What is needed -
Of the lines below, report only those that contain "helmet".

── Exercise input

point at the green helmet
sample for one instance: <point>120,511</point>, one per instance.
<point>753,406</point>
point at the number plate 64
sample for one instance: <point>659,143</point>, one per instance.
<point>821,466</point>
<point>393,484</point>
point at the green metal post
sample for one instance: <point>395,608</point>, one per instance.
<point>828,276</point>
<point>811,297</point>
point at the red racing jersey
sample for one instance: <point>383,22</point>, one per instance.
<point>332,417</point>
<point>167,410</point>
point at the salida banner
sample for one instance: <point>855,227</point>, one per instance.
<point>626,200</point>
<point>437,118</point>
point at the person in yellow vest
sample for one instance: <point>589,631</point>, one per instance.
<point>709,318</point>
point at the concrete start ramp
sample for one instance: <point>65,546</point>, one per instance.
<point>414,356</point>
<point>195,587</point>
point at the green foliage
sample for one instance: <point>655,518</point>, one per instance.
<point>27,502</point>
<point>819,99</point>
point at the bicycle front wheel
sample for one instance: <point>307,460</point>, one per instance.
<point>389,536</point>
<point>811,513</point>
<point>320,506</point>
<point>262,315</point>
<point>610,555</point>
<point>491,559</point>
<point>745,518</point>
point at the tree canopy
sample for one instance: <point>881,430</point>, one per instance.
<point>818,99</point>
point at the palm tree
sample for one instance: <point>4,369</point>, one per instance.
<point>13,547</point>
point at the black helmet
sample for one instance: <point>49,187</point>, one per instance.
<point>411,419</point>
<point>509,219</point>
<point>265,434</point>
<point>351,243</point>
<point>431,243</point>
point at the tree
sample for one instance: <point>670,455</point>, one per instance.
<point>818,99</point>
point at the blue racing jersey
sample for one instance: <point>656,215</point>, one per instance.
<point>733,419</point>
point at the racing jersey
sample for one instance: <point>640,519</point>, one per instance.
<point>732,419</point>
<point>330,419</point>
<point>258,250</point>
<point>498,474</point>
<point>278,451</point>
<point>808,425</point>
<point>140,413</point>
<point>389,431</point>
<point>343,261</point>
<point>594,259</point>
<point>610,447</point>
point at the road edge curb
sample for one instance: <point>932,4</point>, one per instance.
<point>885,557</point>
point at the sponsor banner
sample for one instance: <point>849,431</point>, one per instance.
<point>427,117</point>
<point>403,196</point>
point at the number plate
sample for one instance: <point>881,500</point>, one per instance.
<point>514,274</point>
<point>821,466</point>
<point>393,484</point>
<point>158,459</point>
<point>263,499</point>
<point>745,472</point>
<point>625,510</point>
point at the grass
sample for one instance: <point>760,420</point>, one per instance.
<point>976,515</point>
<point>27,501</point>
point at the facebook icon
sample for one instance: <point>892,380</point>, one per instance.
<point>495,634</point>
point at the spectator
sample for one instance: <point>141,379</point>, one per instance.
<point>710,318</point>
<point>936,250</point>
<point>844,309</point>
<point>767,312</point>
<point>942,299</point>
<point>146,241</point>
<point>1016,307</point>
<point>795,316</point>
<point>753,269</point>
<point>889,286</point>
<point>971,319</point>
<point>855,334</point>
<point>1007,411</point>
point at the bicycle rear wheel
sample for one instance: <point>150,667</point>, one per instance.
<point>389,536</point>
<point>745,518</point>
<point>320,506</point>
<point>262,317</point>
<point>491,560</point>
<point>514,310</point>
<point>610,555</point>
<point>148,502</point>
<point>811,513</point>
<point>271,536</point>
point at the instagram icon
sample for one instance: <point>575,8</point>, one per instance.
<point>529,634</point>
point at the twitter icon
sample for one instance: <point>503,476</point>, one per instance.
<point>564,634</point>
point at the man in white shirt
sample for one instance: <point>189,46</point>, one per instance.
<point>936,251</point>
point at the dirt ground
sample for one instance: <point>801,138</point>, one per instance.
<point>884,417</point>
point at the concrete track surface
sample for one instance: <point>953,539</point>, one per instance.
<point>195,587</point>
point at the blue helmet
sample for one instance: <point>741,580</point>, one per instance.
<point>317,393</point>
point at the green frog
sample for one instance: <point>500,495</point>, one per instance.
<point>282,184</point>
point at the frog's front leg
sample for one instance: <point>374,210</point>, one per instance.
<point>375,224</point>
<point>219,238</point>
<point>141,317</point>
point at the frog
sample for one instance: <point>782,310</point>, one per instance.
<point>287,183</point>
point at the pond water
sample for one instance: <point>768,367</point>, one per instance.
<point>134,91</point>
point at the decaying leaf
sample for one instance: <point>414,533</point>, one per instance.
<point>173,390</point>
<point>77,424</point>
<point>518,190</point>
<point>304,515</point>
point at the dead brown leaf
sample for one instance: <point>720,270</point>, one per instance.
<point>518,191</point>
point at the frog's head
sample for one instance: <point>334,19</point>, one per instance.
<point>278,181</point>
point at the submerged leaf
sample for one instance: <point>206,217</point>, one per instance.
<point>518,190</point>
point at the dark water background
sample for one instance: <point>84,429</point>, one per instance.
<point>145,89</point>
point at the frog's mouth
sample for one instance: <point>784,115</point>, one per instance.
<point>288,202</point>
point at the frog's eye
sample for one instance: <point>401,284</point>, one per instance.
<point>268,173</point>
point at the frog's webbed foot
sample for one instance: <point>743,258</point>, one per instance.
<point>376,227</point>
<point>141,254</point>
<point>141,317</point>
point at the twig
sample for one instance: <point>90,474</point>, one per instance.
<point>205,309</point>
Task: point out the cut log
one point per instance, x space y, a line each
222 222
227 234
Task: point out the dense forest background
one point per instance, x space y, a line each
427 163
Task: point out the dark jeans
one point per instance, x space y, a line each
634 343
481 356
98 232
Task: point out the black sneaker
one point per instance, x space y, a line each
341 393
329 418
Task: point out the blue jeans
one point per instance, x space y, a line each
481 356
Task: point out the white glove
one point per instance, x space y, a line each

────

Solution for this task -
point at the green helmet
point at the black helmet
point at the blue helmet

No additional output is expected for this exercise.